• Work required:
Print the entries in full, word for word, but not the pictures.

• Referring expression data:
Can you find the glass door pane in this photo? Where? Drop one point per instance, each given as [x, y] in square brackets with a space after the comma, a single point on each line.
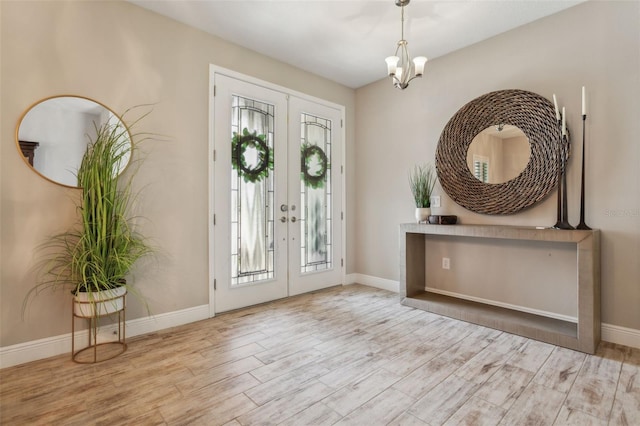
[315, 197]
[252, 202]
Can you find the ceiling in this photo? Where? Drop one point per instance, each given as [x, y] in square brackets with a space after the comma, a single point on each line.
[347, 40]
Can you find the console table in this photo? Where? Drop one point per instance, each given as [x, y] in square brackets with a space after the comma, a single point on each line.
[582, 336]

• Solution to this problem:
Can you find the glass door pane in this photo? Where? Drop one point per instance, each given as [x, y] in square brackets with a space after the comma, a single point on each line.
[315, 197]
[252, 202]
Can you find the ceiling in this photo? Where? Drop one point per instance, each given as [x, y] in square brackets with a space after the comma, a single point on each line.
[347, 40]
Can you find the console table in this photo? Where? Drop one point per instance, each given as [x, y] in square brackets with a space after the comma, a single point on each line.
[582, 336]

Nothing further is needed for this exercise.